Requirement: Please rescale everything from the line that contains "wanted | a marker on every instance of the granite" down to the end of the data, reproducing every one of those lines. Multiply each coordinate in the answer points by 0.75 and round it to a whole number, halves up, leaving all other lines unchanged.

Given data:
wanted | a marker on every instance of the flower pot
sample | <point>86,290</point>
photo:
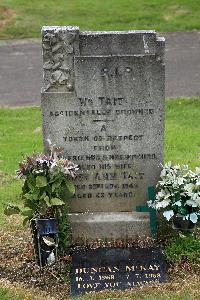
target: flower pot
<point>44,232</point>
<point>183,225</point>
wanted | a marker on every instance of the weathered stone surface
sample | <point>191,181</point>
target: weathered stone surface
<point>108,114</point>
<point>121,225</point>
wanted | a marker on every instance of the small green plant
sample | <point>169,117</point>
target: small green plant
<point>178,193</point>
<point>48,185</point>
<point>183,248</point>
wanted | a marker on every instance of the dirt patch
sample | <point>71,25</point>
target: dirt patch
<point>6,15</point>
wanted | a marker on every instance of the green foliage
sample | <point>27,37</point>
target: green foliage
<point>183,248</point>
<point>27,17</point>
<point>47,182</point>
<point>6,294</point>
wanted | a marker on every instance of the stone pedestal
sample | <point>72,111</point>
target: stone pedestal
<point>103,102</point>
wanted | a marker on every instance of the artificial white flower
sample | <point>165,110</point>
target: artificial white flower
<point>178,203</point>
<point>168,214</point>
<point>191,203</point>
<point>162,204</point>
<point>193,217</point>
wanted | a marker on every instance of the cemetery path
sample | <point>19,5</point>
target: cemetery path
<point>21,68</point>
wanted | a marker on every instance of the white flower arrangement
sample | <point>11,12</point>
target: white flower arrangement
<point>178,193</point>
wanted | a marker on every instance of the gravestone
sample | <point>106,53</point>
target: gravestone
<point>103,102</point>
<point>95,270</point>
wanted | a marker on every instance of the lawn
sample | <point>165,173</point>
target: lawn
<point>20,134</point>
<point>22,19</point>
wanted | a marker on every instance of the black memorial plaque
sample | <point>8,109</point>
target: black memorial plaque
<point>99,269</point>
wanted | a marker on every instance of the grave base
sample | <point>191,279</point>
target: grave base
<point>113,225</point>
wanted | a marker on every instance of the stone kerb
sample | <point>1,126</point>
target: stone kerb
<point>103,102</point>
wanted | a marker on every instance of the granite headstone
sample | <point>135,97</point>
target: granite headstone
<point>101,269</point>
<point>103,102</point>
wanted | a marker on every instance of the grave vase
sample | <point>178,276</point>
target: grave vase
<point>183,225</point>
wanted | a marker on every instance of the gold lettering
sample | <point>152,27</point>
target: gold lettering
<point>79,279</point>
<point>93,270</point>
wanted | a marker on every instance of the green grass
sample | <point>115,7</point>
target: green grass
<point>6,294</point>
<point>183,248</point>
<point>26,17</point>
<point>20,133</point>
<point>182,134</point>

Response to the exercise:
wanted | a marker on every instance of the granite headstone
sample | <point>135,97</point>
target: granite headstone
<point>76,202</point>
<point>77,77</point>
wanted | a marker on every instance of the grave vase
sample | <point>178,276</point>
target: grave vase
<point>137,169</point>
wanted | a marker on every instance of the gold lettering
sample | <point>152,27</point>
target: gold lettering
<point>59,209</point>
<point>70,203</point>
wanted | a marker on every instance of the green grass
sample | <point>115,7</point>
target: green grass
<point>5,221</point>
<point>137,186</point>
<point>20,13</point>
<point>15,100</point>
<point>137,101</point>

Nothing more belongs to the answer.